Task prompt:
Among the lines below, some may contain the string "target". Say how many do, and give nothing besides the number.

START Records for this task

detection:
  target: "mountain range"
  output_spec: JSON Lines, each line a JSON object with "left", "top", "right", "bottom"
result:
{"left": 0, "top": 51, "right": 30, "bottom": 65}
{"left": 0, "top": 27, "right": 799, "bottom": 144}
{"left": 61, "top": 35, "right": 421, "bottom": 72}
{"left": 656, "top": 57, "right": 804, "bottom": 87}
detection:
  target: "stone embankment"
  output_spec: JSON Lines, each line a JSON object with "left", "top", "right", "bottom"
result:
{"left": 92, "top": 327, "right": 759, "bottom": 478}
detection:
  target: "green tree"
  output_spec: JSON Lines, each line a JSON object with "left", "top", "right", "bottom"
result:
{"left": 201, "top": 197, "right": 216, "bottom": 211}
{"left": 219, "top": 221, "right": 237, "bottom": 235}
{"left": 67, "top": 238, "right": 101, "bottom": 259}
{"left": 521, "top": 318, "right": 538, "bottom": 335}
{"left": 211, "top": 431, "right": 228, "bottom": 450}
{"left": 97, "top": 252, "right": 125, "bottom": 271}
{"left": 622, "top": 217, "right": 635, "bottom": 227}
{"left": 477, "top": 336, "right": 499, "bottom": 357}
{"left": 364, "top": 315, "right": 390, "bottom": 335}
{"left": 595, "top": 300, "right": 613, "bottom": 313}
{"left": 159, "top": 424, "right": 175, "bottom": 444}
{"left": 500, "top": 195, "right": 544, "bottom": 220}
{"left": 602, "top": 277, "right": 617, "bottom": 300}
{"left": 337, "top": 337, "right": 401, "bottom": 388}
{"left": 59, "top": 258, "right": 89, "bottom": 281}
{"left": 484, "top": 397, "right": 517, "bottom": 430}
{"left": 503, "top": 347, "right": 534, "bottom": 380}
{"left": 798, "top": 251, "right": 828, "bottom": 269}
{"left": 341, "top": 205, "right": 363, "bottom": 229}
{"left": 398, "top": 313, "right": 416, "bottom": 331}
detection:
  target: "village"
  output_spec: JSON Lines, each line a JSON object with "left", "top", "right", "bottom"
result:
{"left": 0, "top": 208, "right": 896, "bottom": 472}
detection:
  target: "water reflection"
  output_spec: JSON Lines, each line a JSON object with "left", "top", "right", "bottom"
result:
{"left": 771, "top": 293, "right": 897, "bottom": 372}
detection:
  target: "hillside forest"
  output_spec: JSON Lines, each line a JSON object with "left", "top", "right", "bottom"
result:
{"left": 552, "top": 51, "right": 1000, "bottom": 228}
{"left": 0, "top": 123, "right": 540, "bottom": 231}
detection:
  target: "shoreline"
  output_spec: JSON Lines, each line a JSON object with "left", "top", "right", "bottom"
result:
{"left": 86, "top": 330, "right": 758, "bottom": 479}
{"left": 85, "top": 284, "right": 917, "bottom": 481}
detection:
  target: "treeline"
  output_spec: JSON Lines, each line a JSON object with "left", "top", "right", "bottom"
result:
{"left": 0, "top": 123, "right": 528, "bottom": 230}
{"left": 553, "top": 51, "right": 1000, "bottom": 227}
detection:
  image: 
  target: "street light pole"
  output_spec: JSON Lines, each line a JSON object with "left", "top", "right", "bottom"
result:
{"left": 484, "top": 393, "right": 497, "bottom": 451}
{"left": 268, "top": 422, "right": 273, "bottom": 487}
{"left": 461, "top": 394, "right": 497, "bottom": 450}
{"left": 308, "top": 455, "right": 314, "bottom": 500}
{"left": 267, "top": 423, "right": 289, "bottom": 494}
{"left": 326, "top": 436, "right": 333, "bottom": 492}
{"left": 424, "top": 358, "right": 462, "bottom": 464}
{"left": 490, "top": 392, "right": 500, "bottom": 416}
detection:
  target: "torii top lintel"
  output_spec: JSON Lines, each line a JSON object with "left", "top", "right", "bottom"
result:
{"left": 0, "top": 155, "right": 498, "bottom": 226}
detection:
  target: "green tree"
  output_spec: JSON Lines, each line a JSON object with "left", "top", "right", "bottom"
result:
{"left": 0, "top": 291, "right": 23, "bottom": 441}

END Records for this task

Task answer:
11